Copy every line of the following entries word for word, changing nothing.

Material provided start

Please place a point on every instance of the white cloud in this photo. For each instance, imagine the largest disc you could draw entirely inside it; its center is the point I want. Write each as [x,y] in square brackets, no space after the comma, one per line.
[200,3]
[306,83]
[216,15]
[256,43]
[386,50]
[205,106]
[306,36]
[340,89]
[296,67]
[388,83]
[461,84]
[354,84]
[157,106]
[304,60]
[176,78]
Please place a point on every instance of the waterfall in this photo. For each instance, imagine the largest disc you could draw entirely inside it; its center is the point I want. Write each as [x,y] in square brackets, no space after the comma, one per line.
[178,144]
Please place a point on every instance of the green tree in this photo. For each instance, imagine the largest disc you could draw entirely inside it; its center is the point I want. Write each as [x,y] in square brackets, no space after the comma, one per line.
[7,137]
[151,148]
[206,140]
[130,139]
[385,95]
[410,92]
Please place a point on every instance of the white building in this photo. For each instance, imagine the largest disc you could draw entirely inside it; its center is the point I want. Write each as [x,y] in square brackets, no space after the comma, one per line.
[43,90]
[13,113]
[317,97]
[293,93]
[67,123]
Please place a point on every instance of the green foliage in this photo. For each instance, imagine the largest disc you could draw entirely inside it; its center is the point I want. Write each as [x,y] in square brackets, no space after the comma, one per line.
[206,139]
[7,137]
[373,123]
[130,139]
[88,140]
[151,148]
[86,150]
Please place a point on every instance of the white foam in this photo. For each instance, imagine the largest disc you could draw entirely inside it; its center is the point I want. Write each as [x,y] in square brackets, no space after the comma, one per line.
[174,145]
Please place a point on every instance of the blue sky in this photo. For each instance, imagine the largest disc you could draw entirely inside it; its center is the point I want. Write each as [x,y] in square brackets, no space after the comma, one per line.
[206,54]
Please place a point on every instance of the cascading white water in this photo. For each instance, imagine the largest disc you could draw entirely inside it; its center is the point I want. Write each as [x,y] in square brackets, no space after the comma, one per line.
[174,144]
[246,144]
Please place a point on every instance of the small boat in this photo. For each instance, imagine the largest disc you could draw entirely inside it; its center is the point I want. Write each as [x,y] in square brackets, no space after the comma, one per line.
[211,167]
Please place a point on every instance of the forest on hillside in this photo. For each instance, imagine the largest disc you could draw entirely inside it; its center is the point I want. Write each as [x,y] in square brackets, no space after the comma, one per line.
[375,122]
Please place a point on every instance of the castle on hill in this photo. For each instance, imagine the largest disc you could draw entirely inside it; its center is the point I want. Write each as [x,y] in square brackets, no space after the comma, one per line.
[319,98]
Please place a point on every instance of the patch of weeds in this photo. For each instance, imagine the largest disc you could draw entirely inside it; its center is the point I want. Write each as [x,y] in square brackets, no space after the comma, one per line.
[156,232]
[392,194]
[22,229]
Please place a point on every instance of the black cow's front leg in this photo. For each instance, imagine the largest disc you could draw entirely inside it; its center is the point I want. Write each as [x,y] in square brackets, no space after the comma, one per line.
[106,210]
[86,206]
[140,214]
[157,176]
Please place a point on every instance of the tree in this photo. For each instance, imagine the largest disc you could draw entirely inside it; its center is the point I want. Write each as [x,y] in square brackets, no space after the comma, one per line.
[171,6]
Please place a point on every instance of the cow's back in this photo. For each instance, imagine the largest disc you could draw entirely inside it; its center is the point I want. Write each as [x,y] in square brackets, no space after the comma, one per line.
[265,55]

Material provided end

Task output
Please place a point on every instance of the white cloud in this photo. For each instance, imagine the largest disc you could draw entirely inside it; its center is the point I want. Write each as [x,y] in square brackets, no space after the comma, one per line.
[200,3]
[306,83]
[216,15]
[256,43]
[386,50]
[205,106]
[306,36]
[340,89]
[296,67]
[388,83]
[461,84]
[354,84]
[157,106]
[304,60]
[176,78]
Please place a point on every instance of the waterfall in this photo. For each instance, imagine the largest disc you could draw entirely inside it; its center is the point I want. Write each as [x,y] in square brackets, no space after the comma, one per line.
[178,144]
Please place a point on every instance of the green tree in this photo. For each instance, imagine the largest disc you could draw entirely inside it; its center is the point I want. Write each as [x,y] in square brackets, no space after the comma, one per line.
[7,137]
[151,148]
[206,140]
[130,139]
[385,95]
[410,92]
Please place a point on every instance of the white building in this photo. For each instance, imagine the largest disc you could draw entirely inside it; its center is the point I want. Write each as [x,y] in square brackets, no space after the comma, one per line.
[43,90]
[13,113]
[317,97]
[293,93]
[67,123]
Please place a point on every instance of the green foliage in this photo. For each instance, imagine the largest disc you could draw entirely inside it; its center is the point I want. Write each as [x,y] in square brackets, no space after the comma, one per line.
[206,139]
[7,137]
[373,123]
[130,139]
[88,140]
[151,148]
[86,150]
Please place a point on every instance of the white foam in this photo. For each instance, imagine the largest disc you could draw entirely inside it; its center is the point I want. Write each as [x,y] in square brackets, no space after the comma, one per line.
[174,145]
Please place a point on every instance of the blue sky in this photo. For each instance, imagine the largest disc you could draw entirely inside it; its center is the point I want. Write each as [x,y] in square brackets, no space after the comma, one per line.
[206,54]
Please place a point on every instance of the cascading white water in this photo. For each instance, imagine the largest disc you could draw entirely inside it; its center is the point I want. Write each as [x,y] in square brackets, no space after the comma, one per line.
[174,144]
[246,144]
Please place a point on every instance of the small boat in this photo. For each instance, imagine the largest disc you could draw entirely inside it; its center is the point I want. Write each as [x,y] in square brackets, no space after the comma, one per line.
[211,167]
Please place a point on every instance of the forest on hillside in this photo. For each instance, imagine the largest disc you could draw entirely inside it; its center is the point I want. Write each as [x,y] in square brackets, no space after the comma, one per line.
[375,122]
Please place a point on every instance of the castle on hill in this photo. For each instance, imagine the largest disc you could draw entirely inside it; its center is the point I want. Write each as [x,y] in square brackets, no space after the comma, one per line.
[319,98]
Please place a point on every instance of the patch of weeds in this photo. For each instance, imagine the largest disc you could draw entirely inside it; its center is the point I want. Write each as [x,y] in square brackets, no space after the comma, one per line.
[156,232]
[392,194]
[22,229]
Please place a point on every instance of the black cow's front leg in this photo. For each instance, imagine the largest disc you could draw entirely inside it; its center is the point I want. Write each as [x,y] in square brackets, no space after the comma, one per line.
[106,210]
[86,206]
[140,214]
[157,176]
Please place a point on every instance of the tree in this photo. For each instance, imagine the largest disc you could draw entirely inside it; its center is the point I want. Write each as [x,y] in square brackets, no space after the comma, one per line.
[171,6]
Please place a point on every instance of the cow's back in this photo. For each instance, imagine the largest disc you could draw entirely inside it; its center is the point I want. Write each as [x,y] in square brackets, no space after the comma, one per line.
[265,55]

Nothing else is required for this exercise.